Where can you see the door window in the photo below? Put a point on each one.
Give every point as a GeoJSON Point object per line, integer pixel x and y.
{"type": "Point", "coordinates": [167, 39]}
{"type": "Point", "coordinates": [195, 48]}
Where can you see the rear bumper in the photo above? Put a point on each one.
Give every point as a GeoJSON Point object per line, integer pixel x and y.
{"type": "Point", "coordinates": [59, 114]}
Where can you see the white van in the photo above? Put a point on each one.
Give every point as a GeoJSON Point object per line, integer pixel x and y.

● ● ● ● ● ● ●

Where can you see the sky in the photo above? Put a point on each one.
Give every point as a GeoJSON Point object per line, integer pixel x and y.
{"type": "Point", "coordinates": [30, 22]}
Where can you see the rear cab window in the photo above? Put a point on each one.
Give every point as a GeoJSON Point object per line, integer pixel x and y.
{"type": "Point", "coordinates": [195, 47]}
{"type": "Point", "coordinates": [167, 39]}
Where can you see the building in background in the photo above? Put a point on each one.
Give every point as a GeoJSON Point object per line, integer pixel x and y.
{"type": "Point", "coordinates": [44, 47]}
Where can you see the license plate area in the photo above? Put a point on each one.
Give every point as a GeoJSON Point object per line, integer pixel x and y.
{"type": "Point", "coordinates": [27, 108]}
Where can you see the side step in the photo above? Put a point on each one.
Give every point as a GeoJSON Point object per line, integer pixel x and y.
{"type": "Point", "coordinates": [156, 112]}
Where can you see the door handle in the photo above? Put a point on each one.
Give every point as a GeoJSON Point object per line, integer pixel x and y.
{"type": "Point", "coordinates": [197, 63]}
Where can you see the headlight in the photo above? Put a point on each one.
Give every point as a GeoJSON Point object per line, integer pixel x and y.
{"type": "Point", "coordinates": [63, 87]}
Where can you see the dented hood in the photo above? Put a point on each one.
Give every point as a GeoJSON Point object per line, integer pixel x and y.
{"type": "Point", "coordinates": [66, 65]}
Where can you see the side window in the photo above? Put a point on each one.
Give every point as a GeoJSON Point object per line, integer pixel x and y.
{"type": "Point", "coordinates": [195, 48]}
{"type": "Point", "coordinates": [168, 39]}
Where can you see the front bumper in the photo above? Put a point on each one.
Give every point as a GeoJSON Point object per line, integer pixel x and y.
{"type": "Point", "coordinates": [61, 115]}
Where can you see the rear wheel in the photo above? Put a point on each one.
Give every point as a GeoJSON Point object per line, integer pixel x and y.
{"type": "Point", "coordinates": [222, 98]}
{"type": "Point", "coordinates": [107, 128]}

● ● ● ● ● ● ●

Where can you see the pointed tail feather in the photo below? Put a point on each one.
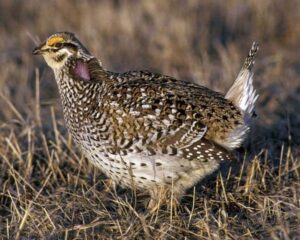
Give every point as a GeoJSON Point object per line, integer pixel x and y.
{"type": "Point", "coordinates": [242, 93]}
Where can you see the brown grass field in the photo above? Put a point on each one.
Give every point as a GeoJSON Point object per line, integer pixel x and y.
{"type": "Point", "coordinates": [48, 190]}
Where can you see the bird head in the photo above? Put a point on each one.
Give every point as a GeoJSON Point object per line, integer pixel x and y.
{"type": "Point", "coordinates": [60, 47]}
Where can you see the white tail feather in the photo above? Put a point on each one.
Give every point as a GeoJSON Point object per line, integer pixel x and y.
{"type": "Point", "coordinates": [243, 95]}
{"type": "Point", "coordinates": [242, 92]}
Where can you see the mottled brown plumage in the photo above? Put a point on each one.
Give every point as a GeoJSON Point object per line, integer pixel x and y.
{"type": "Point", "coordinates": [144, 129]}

● ● ● ● ● ● ●

What the exercise asks:
Return each line of the records above that contains the word "window", treating uppercase and lowercase letters as different.

Answer below:
Where can you see the door window in the photo below? Put a point on each one.
Where can you see the rear cab window in the photo above? Put a point on each one.
Where can you see the side window in the photo above? Put a point on each one.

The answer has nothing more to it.